### TASK INSTRUCTIONS
Rewrite the items from the line containing "The component shall point out each instance of the brush head" up to and including the line containing "point(409, 577)", replacing "red hair" with "auburn hair" and changing nothing else.

— start PROVIDED RECORDS —

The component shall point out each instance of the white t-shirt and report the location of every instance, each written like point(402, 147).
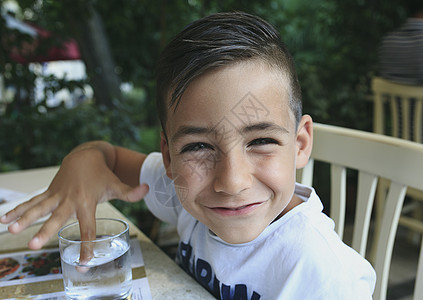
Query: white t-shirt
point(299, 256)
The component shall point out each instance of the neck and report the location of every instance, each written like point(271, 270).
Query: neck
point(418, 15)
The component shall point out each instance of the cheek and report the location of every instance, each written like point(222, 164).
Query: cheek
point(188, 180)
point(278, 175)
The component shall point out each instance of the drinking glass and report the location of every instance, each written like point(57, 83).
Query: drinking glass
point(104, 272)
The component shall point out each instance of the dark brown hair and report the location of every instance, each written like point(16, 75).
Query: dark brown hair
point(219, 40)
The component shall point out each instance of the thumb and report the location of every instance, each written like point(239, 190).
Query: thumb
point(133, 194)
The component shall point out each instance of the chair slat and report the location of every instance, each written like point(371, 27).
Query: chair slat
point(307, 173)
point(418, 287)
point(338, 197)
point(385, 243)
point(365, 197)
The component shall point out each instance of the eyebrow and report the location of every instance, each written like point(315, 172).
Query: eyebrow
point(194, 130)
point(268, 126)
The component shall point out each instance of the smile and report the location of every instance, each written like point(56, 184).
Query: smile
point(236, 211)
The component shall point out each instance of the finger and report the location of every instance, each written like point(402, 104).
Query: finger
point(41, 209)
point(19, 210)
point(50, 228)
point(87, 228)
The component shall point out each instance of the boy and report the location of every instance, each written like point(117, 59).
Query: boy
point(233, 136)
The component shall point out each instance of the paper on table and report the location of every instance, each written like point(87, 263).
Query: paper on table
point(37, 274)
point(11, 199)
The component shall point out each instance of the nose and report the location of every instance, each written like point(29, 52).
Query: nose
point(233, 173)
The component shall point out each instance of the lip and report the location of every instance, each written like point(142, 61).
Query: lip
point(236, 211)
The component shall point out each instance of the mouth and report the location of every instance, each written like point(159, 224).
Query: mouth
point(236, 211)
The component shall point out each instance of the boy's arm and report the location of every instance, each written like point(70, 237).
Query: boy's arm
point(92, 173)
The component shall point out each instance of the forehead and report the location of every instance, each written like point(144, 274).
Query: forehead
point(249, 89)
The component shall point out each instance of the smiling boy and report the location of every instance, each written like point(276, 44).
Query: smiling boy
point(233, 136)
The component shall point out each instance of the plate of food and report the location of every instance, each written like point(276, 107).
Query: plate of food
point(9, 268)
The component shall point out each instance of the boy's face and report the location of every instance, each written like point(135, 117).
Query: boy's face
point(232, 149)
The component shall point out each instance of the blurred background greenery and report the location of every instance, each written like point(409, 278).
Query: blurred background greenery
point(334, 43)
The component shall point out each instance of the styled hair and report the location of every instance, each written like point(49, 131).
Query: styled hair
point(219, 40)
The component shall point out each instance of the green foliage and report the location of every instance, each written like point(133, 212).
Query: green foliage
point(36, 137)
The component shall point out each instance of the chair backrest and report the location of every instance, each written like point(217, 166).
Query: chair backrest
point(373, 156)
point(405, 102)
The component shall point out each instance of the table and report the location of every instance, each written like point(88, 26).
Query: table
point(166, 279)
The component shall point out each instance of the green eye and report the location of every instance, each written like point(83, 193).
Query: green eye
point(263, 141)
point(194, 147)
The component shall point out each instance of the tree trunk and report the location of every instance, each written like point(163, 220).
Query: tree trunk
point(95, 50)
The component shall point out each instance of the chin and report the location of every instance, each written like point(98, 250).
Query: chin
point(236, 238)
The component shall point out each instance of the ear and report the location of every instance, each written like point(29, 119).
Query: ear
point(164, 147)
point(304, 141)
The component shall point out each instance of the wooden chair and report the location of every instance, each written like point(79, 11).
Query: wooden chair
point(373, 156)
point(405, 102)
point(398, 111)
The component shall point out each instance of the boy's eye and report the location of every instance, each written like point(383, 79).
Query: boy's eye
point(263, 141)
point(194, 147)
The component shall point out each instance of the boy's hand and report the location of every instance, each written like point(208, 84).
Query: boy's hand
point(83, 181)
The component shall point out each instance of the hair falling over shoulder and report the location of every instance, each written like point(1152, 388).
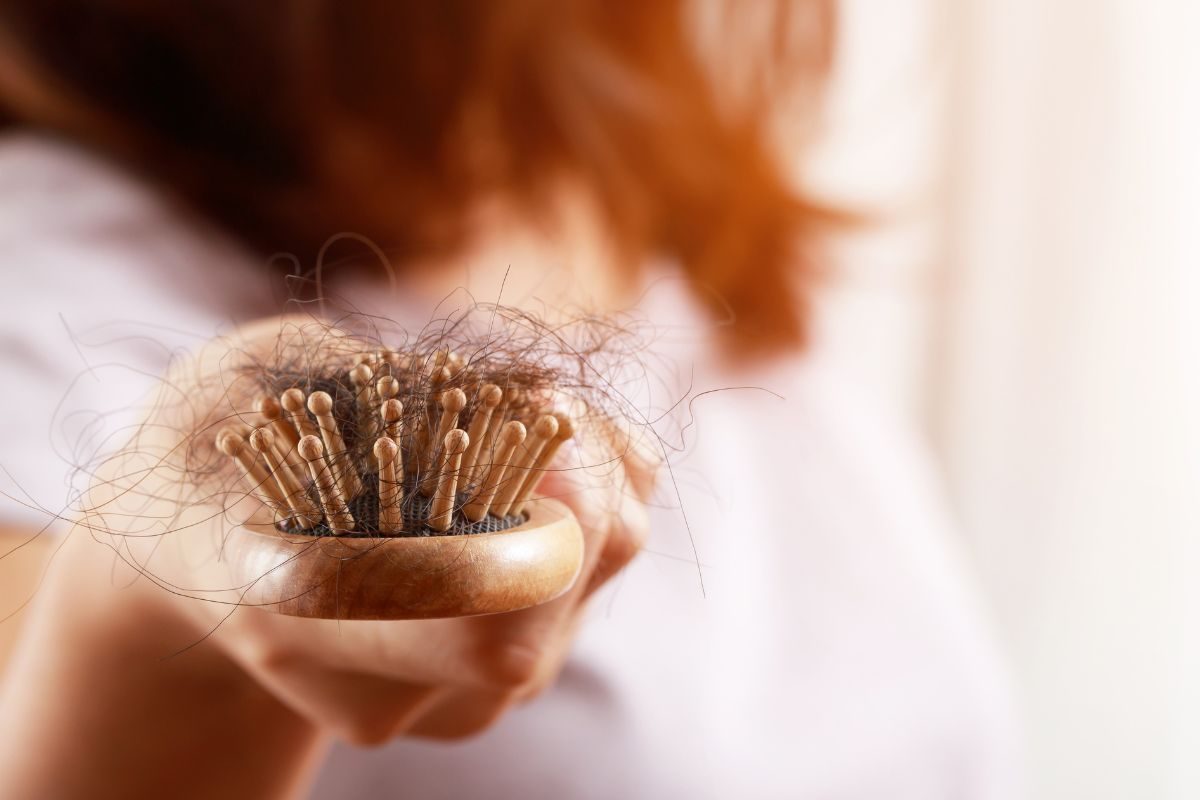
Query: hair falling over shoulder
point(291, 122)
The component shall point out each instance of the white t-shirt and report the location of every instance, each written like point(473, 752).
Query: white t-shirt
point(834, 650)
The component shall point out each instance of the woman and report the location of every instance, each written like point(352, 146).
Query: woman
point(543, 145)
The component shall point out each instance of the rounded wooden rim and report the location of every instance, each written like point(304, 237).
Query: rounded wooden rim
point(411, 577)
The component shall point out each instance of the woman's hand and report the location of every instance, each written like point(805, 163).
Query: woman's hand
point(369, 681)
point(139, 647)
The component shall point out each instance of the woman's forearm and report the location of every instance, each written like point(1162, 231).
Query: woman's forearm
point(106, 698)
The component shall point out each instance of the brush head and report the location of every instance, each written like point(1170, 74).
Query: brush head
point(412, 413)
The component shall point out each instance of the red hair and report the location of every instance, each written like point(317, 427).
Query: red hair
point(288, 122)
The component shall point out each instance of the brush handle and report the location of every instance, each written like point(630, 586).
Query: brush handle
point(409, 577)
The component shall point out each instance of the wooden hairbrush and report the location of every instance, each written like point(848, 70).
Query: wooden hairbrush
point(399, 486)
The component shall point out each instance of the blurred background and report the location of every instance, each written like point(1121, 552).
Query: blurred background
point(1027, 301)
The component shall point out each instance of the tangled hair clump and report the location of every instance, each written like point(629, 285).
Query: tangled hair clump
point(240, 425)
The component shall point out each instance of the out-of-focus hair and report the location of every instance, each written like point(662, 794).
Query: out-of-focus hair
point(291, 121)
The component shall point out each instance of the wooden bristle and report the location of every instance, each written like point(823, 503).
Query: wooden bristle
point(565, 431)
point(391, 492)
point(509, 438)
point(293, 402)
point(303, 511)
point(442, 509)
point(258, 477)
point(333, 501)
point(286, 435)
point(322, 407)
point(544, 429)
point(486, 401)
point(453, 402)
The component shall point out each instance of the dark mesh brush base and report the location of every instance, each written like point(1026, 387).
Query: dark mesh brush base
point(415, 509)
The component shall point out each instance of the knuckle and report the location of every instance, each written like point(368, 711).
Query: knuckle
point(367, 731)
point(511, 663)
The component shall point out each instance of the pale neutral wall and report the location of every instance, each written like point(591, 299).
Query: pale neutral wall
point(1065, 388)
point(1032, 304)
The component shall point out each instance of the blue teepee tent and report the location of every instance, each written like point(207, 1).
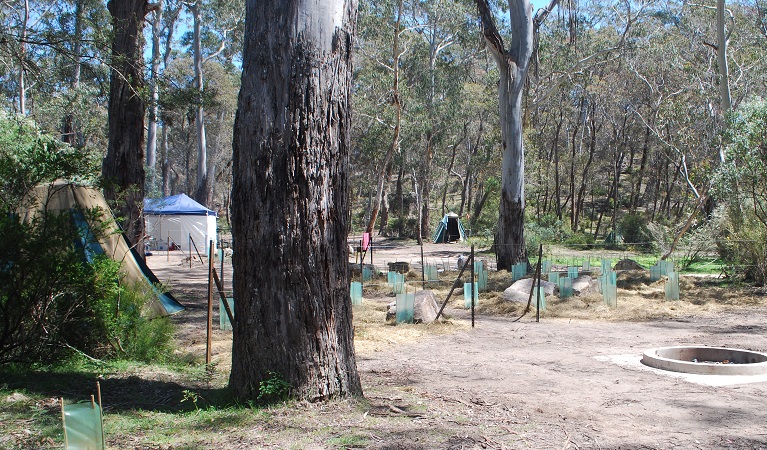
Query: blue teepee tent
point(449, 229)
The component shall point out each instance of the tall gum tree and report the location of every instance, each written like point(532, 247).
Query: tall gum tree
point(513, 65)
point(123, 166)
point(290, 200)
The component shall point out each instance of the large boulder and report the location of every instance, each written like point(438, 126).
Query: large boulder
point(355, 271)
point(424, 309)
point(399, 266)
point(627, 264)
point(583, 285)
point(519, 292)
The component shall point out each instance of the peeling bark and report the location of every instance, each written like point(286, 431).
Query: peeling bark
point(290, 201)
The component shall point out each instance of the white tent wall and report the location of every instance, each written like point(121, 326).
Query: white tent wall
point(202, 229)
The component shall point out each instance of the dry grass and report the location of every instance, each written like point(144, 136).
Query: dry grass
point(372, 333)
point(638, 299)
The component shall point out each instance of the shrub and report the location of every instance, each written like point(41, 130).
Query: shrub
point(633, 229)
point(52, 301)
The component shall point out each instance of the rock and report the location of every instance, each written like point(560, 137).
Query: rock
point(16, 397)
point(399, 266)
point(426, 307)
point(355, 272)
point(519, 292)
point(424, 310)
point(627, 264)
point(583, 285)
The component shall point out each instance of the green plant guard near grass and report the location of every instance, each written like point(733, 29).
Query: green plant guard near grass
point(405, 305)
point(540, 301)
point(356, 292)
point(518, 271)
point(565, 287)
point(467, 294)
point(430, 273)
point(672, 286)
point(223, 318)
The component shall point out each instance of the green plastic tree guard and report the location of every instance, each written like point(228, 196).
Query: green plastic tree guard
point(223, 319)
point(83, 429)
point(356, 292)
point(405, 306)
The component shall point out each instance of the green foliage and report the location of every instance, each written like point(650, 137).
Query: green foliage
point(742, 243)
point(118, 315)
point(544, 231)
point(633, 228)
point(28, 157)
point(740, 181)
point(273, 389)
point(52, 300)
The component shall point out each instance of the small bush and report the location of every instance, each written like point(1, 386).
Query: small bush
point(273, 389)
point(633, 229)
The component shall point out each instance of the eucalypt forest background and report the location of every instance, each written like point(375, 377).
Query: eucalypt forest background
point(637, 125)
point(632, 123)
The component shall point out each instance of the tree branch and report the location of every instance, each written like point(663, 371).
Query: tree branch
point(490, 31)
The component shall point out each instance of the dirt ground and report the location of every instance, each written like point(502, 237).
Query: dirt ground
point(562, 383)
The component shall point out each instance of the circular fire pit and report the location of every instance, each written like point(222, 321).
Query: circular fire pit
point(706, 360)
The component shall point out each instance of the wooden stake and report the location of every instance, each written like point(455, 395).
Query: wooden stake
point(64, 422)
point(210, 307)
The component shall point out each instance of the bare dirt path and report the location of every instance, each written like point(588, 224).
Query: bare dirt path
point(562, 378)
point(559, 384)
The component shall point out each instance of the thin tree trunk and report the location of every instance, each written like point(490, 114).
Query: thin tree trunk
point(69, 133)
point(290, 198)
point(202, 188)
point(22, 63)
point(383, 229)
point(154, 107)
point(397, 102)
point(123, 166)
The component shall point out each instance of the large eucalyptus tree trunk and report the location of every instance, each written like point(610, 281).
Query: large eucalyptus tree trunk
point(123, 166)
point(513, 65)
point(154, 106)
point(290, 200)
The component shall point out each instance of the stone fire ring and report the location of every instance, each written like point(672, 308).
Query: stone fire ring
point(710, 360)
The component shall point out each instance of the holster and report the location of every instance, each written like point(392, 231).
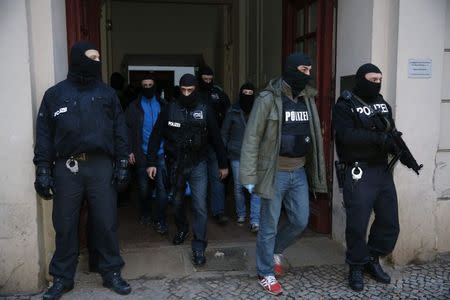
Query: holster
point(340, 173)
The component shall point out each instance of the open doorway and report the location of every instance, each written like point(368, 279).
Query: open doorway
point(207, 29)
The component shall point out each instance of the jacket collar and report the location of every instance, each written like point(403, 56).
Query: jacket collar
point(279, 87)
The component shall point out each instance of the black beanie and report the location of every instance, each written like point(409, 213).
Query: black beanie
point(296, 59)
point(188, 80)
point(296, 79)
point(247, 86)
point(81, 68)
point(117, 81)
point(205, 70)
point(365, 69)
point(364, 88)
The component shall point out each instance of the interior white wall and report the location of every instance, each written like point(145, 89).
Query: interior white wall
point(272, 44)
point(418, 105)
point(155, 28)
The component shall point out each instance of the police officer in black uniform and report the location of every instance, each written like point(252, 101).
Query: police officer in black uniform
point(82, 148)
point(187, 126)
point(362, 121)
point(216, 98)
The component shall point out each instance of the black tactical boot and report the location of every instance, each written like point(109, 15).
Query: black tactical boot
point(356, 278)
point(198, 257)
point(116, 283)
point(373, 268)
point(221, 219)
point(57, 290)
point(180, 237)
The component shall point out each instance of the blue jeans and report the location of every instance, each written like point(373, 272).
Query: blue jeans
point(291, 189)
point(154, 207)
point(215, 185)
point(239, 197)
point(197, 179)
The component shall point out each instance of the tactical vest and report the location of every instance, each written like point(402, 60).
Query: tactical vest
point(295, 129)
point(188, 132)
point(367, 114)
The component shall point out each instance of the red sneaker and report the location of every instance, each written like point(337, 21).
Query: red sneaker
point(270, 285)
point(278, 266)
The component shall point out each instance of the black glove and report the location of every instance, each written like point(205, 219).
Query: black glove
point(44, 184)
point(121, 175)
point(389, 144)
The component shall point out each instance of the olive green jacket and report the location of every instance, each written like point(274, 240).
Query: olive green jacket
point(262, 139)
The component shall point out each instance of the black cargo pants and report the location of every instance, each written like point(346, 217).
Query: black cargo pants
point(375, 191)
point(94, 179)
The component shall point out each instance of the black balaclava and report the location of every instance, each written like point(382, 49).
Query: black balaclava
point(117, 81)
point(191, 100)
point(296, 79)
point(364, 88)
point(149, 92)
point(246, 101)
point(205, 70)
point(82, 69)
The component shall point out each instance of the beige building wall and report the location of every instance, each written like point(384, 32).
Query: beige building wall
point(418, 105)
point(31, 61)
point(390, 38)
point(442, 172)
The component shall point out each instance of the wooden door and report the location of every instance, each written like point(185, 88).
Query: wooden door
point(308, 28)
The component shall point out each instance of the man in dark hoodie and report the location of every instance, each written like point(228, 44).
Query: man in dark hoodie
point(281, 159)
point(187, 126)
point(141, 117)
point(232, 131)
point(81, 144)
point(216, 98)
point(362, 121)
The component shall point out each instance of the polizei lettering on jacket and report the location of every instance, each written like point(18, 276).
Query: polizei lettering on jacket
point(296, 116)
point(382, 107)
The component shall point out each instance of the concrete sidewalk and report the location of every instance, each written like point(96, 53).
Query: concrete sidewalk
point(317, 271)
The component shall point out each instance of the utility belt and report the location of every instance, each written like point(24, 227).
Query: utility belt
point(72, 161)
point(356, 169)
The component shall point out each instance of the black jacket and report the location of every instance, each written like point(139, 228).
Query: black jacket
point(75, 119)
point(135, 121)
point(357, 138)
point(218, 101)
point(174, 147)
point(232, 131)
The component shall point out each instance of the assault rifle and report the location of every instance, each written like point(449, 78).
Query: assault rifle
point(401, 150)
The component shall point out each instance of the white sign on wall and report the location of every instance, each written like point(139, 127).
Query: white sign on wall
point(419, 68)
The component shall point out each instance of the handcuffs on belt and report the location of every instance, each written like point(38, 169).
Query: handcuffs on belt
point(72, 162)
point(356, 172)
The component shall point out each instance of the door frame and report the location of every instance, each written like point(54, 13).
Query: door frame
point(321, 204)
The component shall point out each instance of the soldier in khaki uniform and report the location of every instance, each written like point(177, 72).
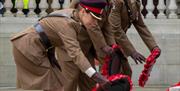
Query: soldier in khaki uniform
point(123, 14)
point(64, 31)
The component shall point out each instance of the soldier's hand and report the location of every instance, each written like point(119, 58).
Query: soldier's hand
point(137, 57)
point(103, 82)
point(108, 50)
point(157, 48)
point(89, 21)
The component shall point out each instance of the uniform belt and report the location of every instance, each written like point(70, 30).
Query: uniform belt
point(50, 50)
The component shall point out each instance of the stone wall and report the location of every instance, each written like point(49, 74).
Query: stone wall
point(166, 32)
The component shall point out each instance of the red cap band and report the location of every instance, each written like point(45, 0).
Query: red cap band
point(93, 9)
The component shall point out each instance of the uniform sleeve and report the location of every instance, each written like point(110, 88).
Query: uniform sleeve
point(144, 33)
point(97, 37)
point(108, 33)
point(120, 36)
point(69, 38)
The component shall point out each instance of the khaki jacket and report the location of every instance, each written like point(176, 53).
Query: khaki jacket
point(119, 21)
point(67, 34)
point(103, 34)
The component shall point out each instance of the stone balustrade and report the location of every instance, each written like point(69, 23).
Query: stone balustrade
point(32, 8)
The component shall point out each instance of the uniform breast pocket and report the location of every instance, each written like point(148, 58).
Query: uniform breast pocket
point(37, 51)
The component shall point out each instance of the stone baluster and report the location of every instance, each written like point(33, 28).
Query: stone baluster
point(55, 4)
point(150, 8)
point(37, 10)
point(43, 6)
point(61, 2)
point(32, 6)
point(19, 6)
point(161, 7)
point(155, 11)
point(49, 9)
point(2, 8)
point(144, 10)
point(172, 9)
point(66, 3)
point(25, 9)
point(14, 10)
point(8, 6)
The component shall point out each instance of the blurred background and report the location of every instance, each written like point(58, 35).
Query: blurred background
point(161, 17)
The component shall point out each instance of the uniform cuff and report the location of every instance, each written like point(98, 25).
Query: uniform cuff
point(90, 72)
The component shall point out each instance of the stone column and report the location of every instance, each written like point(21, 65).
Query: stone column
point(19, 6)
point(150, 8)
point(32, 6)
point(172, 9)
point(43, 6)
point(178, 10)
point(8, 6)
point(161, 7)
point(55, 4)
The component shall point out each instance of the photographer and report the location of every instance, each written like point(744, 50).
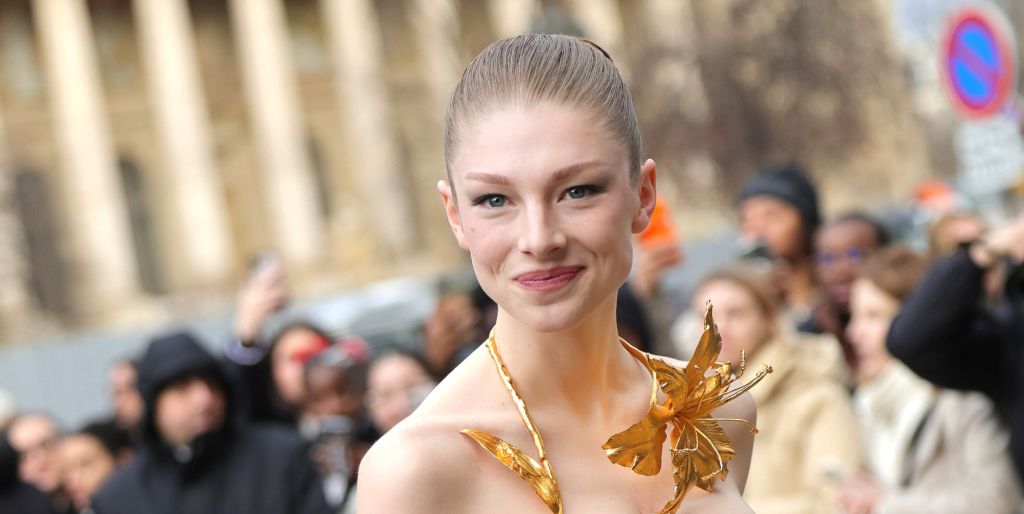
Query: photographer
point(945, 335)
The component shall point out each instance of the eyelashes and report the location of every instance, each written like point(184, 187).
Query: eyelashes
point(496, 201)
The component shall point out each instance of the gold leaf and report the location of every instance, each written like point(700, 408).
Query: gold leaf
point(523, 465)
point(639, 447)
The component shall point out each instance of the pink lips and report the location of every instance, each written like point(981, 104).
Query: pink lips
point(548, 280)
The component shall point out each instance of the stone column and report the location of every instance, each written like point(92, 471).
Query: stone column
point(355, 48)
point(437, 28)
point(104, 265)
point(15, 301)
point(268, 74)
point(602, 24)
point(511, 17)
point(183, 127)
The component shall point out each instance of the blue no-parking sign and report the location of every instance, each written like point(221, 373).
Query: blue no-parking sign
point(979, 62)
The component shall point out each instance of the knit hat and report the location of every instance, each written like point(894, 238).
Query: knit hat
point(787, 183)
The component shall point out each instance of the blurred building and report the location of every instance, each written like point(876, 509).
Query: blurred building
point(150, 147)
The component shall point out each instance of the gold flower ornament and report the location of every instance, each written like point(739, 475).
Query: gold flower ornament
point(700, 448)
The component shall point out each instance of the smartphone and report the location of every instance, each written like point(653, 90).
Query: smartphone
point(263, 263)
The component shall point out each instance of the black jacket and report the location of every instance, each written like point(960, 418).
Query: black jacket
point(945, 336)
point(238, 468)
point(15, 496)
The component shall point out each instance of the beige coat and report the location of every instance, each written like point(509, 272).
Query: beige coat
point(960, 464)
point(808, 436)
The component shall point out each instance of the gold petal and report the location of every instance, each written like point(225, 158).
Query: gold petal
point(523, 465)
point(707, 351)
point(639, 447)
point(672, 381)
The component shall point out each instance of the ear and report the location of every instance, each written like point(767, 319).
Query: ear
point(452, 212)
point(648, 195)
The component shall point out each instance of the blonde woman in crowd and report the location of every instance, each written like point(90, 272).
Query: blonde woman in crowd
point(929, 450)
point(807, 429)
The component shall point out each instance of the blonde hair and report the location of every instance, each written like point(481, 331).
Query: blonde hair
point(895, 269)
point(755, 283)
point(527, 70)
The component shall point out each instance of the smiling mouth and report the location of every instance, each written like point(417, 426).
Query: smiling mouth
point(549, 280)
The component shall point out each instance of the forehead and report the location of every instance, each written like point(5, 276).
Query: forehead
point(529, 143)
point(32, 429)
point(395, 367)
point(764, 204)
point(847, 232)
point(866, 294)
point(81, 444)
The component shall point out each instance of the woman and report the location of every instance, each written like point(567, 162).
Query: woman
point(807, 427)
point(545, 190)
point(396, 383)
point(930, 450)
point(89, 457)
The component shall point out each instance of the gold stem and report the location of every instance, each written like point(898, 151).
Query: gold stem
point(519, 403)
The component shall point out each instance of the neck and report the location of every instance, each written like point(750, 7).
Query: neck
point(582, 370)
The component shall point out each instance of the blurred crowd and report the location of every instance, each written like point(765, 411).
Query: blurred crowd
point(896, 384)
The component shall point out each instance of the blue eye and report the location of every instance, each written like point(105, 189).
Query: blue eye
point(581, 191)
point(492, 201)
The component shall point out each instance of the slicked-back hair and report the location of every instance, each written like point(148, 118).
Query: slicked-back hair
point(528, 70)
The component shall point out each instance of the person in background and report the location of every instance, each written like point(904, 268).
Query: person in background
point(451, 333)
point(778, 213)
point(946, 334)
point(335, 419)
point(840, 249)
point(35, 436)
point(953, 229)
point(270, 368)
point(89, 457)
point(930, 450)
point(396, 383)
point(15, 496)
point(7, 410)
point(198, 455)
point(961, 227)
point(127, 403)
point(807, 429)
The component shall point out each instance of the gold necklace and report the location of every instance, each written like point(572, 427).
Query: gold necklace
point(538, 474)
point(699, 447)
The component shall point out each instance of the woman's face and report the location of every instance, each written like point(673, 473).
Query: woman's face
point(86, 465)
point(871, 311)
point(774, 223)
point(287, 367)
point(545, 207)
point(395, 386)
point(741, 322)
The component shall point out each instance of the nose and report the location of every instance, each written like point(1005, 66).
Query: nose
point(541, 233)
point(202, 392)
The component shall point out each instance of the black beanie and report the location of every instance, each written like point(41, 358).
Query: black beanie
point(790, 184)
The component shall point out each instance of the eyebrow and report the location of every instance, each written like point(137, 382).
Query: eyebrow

— end PROVIDED RECORDS —

### TASK RESPONSE
The component shall point out each instance of the brush head and report the location of every instance, each written like point(1170, 74).
Query: brush head
point(412, 413)
The component shall point out each instance of the auburn hair and report the location of every instance, each written like point(317, 427).
Query: auburn hair
point(288, 122)
The component shall point out each instance of the brush handle and report the location of every instance, each written like point(630, 586).
Query: brush handle
point(409, 577)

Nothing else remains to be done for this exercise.